Convergence of life sciences, physical sciences, engineering, and beyond is critically needed in developing carbon removal solutions

by Prof Annalisa Bracco

CONTEXT: Prof Bracco says we need $1 trillion US invested globally in a multi-country and multi-sector effort to achieve carbon dioxide removal (CDR) technologies that draw 10 gigatonnes of carbon out of the atmosphere every year by 2050. Otherwise, we will fail the Paris Agreement. For context, Australia’s superannuates alone could do this twice over. So could the US Defense budget for 2024 at $2.08 trillion. Or consider that Australia alone generates $62 trillion of GDP per year. Spread across 194 UN nations, the CDR investment is surely not an impossible task. For more context, consider Forbes’ World’s Billionaires List 2024, where the top 10 richest individuals have a combined net worth more than $1 trillion US. They could literally save the Planet. 

From mid-March 2023, monthly averaged surface ocean temperatures have broken new warming records compared to all previous measures since 1979, when satellite monitoring started. 

Meanwhile, in 2023 carbon dioxide (CO₂) emissions reached a new high surpassing 37 billion tonnes (Gt). At these levels of energy needs, carbon neutrality cannot be achieved through green energy alone. While grid modernization and clean energy development is, and must remain, a vital step towards sustainability, carbon dioxide removal (CRD) technologies need to be deployed to keep global temperatures from increasing above 2o^C. 

These technologies remove CO₂ leveraging either natural or engineered systems. Examples of CDR range from capturing carbon in the atmosphere through direct air capture to planting trees on deforested lands, restoring coastal ecosystems, and adding alkaline substances to fertilizers used in agriculture or seawater to accelerate the land and ocean natural carbon sink.

**PROBLEMS AND TASKS**.
(a) Answer each question from the carbon removal article:
(i) In what year did satellite monitoring of temperatures start?
(ii) What amount did CO₂ emissions surpass in 2023?
(iii) How much global investment does Prof Bracco say is needed?
(b) Say whether each statement agrees with the carbon removal article, quoting the words that decide it:
(i) At current levels of energy needs, green energy alone can achieve carbon neutrality.
(ii) The article gives the US Defense budget for 2024 as $1 trillion.
(iii) Planting trees on deforested lands is one example of CDR.
The data that comes next is from a different source than the carbon removal article.

**COLLECTED MATERIAL**.

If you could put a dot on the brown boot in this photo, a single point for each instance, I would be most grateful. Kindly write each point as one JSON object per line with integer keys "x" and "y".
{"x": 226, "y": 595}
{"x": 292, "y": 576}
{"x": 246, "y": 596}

**TASK RESPONSES**.
(a)
(i) 1979
(ii) 37 billion tonnes (Gt)
(iii) $1 trillion US

(b)
(i) No: "At these levels of energy needs, carbon neutrality cannot be achieved through green energy alone."
(ii) No: "So could the US Defense budget for 2024 at $2.08 trillion."
(iii) Yes: "Examples of CDR range from capturing carbon in the atmosphere through direct air capture to planting trees on deforested lands"